_THE DATA_.

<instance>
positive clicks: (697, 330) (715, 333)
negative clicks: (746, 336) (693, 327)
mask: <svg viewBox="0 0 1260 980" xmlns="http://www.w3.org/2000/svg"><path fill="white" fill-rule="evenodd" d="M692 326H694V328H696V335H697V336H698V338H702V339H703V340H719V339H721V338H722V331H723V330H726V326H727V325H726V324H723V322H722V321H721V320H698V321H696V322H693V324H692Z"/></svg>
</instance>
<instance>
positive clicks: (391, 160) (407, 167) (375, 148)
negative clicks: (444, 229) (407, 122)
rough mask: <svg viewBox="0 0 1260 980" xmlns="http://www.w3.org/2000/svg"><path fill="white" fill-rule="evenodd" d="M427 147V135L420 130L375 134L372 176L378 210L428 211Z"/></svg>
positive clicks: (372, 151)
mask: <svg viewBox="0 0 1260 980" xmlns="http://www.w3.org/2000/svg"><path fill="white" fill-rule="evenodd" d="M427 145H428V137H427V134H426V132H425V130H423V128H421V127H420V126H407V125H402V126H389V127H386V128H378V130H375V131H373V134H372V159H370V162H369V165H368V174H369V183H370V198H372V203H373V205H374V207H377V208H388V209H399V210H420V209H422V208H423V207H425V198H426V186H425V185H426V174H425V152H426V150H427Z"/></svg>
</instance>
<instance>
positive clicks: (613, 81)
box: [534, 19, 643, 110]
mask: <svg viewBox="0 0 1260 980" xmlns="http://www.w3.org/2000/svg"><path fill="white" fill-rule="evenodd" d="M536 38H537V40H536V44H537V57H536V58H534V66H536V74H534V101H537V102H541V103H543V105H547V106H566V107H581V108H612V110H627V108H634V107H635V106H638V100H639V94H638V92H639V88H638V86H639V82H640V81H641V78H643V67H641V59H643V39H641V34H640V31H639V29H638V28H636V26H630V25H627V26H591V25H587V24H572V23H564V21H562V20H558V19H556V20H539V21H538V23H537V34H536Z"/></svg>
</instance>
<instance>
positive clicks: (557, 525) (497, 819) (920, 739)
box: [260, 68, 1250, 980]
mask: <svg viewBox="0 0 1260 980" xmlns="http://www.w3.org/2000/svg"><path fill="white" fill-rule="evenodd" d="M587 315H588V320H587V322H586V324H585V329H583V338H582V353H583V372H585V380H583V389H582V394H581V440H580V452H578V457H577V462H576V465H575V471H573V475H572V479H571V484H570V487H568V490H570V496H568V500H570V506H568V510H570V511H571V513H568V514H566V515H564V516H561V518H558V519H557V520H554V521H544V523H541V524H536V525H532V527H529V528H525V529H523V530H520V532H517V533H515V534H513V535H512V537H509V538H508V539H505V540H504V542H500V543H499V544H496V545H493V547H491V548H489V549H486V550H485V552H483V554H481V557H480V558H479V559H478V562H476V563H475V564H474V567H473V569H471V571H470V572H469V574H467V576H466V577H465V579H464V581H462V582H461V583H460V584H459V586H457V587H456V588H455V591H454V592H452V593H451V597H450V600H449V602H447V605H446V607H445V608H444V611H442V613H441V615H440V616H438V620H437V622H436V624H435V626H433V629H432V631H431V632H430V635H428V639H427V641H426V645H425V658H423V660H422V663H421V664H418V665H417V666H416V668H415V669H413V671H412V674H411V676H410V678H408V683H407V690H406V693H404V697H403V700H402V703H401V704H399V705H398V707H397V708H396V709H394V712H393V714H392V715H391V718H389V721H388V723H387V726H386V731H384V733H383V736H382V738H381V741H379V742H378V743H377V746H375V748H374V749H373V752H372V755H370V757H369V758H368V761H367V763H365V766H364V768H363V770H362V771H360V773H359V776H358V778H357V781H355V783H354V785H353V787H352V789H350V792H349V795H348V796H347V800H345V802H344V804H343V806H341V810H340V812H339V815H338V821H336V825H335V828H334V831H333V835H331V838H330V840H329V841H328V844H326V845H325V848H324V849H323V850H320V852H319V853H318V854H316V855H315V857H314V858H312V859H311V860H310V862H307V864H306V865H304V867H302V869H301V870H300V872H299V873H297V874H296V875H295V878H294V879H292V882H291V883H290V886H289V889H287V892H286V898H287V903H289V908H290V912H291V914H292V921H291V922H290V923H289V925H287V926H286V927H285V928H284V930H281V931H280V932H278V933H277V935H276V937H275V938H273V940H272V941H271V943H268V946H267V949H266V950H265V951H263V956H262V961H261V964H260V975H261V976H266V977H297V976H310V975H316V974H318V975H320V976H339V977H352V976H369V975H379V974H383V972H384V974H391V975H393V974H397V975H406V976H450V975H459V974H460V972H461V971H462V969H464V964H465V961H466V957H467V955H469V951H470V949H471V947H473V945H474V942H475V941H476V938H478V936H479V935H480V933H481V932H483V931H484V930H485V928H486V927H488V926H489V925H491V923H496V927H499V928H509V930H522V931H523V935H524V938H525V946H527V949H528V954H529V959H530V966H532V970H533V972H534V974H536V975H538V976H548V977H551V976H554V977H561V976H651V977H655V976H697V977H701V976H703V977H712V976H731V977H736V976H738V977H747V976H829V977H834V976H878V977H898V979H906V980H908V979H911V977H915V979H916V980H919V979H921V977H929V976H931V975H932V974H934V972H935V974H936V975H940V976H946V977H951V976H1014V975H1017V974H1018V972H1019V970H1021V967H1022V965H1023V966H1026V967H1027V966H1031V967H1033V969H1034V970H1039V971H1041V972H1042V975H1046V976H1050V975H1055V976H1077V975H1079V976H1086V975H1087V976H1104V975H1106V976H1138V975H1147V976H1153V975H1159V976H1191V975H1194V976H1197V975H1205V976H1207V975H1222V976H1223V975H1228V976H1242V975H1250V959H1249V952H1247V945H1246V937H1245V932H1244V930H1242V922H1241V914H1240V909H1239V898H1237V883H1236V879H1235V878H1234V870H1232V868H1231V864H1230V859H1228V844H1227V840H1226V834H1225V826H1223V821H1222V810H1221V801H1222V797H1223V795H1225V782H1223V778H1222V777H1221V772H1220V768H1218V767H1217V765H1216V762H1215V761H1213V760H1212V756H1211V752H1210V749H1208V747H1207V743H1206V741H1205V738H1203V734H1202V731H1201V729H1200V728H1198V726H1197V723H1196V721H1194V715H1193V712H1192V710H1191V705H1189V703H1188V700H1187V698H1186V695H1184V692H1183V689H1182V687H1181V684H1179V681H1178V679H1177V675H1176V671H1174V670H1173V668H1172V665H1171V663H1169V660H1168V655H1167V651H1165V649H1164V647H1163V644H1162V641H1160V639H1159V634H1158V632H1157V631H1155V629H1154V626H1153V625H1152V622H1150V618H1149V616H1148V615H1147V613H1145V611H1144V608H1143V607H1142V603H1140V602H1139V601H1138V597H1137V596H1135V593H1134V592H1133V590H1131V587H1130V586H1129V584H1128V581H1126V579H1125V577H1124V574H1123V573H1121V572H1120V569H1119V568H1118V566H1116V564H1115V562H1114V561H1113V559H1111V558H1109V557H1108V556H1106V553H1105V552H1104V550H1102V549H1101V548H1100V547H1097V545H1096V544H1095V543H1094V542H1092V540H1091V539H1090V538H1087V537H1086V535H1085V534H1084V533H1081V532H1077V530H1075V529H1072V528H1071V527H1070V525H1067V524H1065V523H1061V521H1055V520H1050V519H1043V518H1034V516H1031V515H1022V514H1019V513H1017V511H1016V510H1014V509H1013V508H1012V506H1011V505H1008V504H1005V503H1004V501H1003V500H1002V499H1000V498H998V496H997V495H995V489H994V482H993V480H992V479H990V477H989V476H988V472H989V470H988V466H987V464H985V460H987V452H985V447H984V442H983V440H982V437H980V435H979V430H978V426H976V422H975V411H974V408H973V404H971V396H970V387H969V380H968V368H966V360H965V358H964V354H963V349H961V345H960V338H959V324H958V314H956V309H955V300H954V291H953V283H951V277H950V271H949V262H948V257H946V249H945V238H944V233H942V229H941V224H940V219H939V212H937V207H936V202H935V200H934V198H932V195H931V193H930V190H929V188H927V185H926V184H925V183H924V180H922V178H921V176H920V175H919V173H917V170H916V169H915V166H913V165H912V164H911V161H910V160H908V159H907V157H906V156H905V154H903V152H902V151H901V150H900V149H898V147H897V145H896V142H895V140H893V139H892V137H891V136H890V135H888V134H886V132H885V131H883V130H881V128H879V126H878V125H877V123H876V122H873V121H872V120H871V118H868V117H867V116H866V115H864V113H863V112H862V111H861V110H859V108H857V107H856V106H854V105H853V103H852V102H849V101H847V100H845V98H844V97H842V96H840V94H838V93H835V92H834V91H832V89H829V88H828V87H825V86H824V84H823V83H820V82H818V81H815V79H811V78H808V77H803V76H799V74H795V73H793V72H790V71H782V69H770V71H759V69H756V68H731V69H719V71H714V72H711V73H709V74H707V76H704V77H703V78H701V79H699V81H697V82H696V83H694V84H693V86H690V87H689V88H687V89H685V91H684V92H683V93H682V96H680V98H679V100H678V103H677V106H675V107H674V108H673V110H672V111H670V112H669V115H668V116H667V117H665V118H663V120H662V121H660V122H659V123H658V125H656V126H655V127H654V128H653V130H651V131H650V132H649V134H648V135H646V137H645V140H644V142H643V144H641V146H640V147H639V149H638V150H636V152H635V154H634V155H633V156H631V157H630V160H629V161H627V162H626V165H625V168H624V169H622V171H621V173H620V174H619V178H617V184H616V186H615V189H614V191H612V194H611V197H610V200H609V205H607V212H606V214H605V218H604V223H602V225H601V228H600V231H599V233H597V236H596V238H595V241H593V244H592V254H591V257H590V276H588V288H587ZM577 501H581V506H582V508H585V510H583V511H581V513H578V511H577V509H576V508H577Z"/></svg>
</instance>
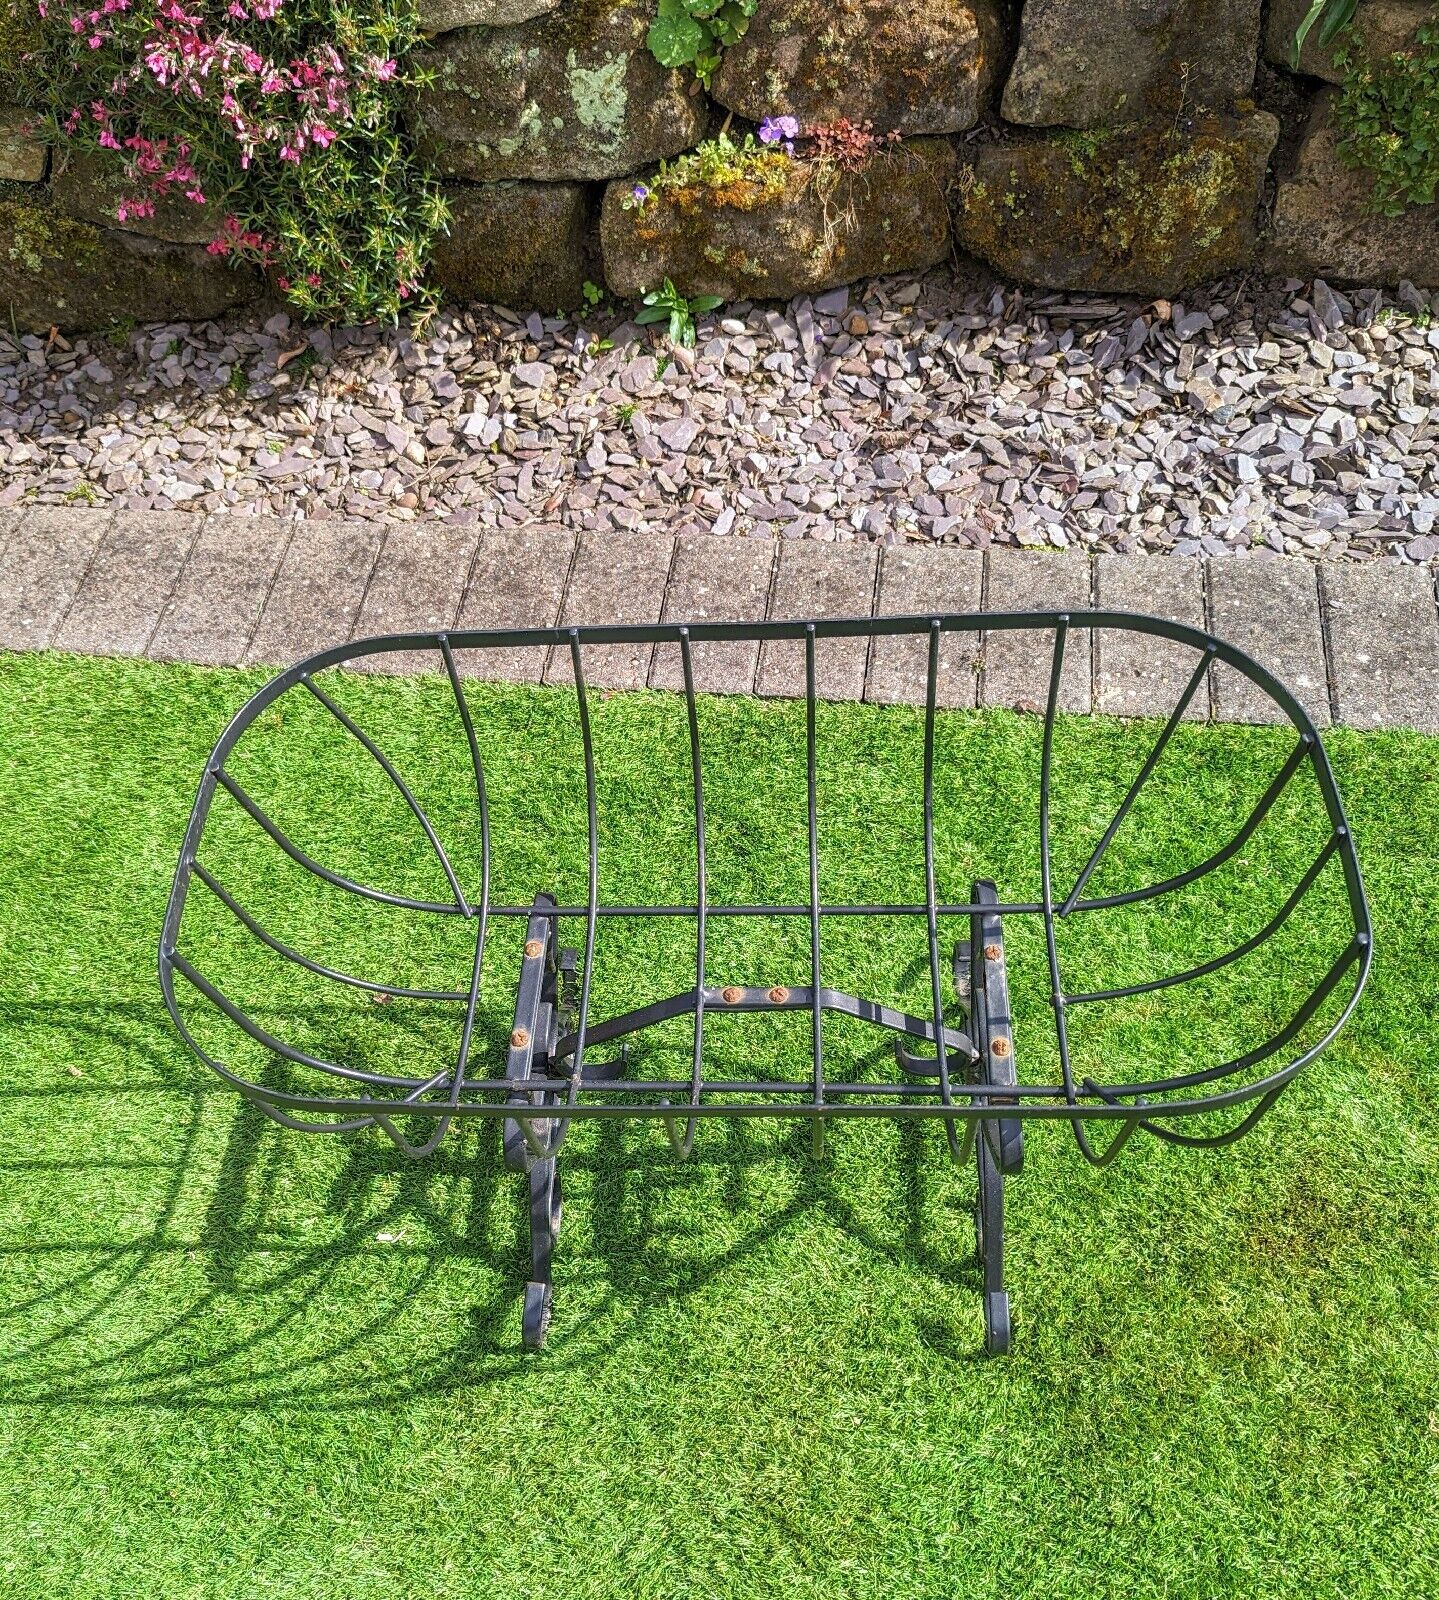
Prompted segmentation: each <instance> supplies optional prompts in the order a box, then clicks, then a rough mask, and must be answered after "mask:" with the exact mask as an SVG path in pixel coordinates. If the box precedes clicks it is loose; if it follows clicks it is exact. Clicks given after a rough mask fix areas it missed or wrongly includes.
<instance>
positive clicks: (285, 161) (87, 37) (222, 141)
mask: <svg viewBox="0 0 1439 1600" xmlns="http://www.w3.org/2000/svg"><path fill="white" fill-rule="evenodd" d="M37 13H38V19H40V21H42V24H43V35H42V43H40V48H38V50H37V51H35V54H34V58H32V61H30V64H29V66H30V69H32V72H30V77H32V78H38V83H40V91H38V94H37V96H35V104H37V110H38V120H40V123H42V126H43V130H45V133H46V136H48V138H50V139H51V141H53V142H54V144H56V147H58V150H59V155H61V160H64V158H66V155H67V154H69V152H75V150H80V152H94V154H96V155H99V157H101V158H102V160H106V162H110V163H114V168H115V173H117V178H118V192H120V200H118V202H117V208H115V221H117V222H122V224H125V222H126V221H130V222H133V221H136V219H144V218H147V216H150V214H154V211H155V206H157V205H160V203H165V205H168V206H174V205H181V206H184V205H190V203H192V205H195V206H202V208H205V218H206V221H208V222H213V230H214V237H213V238H211V240H210V245H208V248H210V251H211V253H213V254H218V256H229V258H235V259H240V261H248V262H253V264H256V266H259V267H263V269H264V270H266V272H267V274H269V277H271V280H272V283H274V285H275V288H277V290H279V291H280V293H282V294H283V296H285V298H287V299H288V301H290V304H291V306H295V307H296V309H298V310H299V312H301V314H303V315H306V317H319V318H346V320H367V318H376V317H386V318H392V317H395V315H397V314H399V312H400V310H402V309H403V307H407V306H408V307H411V309H415V307H423V306H426V304H429V302H431V299H432V293H431V291H429V290H427V288H426V286H424V283H423V274H424V267H426V262H427V259H429V254H431V245H432V240H434V235H435V234H437V232H439V230H440V229H442V227H443V226H445V221H447V213H445V205H443V200H442V197H440V192H439V187H437V184H435V182H434V181H432V179H431V178H429V176H427V174H426V173H424V171H423V168H421V166H419V165H418V162H416V160H415V157H413V154H411V150H410V147H408V142H407V139H405V136H403V130H402V120H400V107H402V99H403V96H405V94H407V93H408V91H410V90H413V88H415V86H416V85H418V83H419V82H423V77H421V74H419V72H416V70H411V69H408V67H407V66H403V64H402V62H403V61H405V58H407V53H408V51H410V48H411V45H413V43H415V42H416V38H418V37H419V34H418V19H416V13H415V3H413V0H387V3H383V5H379V3H375V0H131V3H128V5H120V3H115V0H107V3H106V6H104V8H102V10H93V0H37Z"/></svg>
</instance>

_WHAT TO DO_. Using the entries above, extract exactly the span from the line with "positive clicks: (613, 81)" to the line with "positive clicks: (557, 525)", both lines included; leave out everything else.

_RESPONSE_.
positive clicks: (613, 81)
box: [534, 19, 643, 110]
mask: <svg viewBox="0 0 1260 980" xmlns="http://www.w3.org/2000/svg"><path fill="white" fill-rule="evenodd" d="M536 38H537V40H536V44H537V57H536V58H534V66H536V74H534V101H537V102H541V103H543V105H547V106H566V107H581V108H612V110H627V108H634V107H635V106H638V100H639V94H638V92H639V88H638V86H639V82H640V81H641V78H643V67H641V59H643V39H641V34H640V31H639V29H638V28H636V26H630V25H627V26H591V25H587V24H572V23H564V21H562V20H558V19H556V20H539V21H538V23H537V34H536Z"/></svg>
</instance>
<instance>
positive clicks: (557, 525) (497, 819) (920, 739)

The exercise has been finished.